▶ _What needs to be done_
Count the lines of the items below that contain the string "assemblee", matching case exactly, and give only that number.
** Begin Exercise data **
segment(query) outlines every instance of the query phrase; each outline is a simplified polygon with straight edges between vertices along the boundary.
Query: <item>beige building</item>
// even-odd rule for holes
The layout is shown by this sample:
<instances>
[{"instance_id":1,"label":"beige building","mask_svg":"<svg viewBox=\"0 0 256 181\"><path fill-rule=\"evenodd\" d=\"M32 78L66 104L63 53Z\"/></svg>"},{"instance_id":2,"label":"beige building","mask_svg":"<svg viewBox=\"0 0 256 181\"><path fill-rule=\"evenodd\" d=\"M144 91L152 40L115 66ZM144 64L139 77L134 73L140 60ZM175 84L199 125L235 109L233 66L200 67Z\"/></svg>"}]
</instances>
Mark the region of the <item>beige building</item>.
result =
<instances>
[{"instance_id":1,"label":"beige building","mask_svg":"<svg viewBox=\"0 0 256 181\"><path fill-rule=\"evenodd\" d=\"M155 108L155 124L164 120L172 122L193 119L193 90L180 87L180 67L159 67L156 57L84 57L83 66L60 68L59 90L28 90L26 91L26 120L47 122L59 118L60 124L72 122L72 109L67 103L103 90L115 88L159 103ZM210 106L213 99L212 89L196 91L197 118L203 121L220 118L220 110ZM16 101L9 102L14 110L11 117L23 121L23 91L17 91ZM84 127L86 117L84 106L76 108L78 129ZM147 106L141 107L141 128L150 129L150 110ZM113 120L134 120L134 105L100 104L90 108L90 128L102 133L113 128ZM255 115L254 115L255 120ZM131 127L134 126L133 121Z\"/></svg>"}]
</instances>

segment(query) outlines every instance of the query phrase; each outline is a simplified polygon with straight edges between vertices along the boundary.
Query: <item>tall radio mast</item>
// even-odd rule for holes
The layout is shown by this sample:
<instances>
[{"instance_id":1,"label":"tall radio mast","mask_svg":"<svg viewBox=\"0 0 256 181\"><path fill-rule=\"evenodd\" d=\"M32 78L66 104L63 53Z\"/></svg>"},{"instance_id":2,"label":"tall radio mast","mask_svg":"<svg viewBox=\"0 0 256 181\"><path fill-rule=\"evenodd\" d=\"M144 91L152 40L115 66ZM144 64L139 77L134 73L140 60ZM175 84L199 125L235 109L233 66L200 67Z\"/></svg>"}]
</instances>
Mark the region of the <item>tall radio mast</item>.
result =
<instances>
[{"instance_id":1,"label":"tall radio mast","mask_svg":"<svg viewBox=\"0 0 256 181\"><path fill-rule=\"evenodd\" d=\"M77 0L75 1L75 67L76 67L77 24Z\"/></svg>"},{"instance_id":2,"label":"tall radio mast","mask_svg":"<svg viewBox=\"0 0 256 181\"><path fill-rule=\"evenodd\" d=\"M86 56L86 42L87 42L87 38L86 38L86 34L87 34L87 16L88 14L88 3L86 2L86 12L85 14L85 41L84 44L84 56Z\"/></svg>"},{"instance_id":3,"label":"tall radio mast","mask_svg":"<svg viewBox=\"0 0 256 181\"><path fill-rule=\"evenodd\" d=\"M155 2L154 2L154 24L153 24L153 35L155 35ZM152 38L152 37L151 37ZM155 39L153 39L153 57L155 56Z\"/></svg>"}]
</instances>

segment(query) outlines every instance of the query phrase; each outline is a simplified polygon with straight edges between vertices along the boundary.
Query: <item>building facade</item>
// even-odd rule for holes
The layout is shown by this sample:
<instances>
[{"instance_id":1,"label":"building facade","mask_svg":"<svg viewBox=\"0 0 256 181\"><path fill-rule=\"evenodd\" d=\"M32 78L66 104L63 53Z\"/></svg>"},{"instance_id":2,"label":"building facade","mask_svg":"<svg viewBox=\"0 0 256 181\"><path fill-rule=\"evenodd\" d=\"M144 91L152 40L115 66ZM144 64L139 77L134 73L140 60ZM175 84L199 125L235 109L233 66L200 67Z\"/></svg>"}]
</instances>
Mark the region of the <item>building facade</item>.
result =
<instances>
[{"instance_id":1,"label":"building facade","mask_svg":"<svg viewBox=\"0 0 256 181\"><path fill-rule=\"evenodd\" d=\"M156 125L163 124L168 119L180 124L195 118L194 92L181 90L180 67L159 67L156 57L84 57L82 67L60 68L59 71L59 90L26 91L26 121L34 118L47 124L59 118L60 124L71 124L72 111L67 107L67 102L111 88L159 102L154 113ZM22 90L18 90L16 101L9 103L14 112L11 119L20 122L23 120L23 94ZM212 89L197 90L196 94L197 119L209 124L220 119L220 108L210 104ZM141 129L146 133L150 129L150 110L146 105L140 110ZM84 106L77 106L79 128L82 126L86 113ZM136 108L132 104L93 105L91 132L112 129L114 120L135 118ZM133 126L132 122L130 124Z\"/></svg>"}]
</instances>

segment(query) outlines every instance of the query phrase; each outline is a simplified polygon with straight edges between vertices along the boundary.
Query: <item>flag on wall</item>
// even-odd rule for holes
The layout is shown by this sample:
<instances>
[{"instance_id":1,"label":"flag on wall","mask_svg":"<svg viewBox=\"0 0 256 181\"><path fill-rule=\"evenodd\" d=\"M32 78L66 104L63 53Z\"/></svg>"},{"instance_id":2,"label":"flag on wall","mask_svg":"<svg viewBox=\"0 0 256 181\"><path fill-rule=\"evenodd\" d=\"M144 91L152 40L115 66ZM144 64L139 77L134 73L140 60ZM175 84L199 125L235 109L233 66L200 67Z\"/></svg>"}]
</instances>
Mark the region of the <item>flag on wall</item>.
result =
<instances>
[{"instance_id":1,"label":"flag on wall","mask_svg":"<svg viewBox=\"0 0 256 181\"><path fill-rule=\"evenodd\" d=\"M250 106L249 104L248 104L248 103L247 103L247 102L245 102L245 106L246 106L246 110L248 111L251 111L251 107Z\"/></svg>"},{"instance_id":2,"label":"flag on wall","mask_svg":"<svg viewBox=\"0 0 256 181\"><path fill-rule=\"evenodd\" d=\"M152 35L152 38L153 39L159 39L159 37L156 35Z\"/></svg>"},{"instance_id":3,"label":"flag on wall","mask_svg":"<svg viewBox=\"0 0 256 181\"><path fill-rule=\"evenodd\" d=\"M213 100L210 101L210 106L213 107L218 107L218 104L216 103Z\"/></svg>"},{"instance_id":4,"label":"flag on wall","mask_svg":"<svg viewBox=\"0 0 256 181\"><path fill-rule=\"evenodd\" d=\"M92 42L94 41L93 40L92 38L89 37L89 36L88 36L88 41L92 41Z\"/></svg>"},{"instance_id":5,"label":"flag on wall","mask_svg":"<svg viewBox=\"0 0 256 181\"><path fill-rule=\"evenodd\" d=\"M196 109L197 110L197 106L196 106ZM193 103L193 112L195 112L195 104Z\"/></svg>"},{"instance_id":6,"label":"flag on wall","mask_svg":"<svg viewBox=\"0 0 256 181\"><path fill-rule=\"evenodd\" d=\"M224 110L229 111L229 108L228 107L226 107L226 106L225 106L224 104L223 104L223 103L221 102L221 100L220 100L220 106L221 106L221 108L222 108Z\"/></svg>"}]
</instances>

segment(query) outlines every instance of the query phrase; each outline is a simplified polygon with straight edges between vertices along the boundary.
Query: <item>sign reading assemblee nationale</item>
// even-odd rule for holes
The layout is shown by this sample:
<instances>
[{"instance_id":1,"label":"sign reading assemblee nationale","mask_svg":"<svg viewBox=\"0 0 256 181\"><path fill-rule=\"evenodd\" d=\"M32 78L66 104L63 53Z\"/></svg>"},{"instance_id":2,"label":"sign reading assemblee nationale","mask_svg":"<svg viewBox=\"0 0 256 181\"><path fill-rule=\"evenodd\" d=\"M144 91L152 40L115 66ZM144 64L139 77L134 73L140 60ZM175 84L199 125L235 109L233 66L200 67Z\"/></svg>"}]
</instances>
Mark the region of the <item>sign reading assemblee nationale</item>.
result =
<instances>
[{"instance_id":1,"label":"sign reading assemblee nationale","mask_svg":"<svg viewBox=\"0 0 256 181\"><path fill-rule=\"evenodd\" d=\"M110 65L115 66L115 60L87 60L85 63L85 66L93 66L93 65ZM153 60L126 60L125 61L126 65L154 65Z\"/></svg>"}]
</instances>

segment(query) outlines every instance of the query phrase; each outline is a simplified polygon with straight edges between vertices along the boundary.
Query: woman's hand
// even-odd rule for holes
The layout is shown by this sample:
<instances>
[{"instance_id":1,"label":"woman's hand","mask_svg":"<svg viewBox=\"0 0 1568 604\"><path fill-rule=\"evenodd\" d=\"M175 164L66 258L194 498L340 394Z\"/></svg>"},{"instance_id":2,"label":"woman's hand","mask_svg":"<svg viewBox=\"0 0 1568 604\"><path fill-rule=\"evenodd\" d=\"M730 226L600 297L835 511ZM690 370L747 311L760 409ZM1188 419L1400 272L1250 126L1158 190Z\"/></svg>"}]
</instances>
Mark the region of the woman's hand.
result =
** End Exercise data **
▶ _Output_
4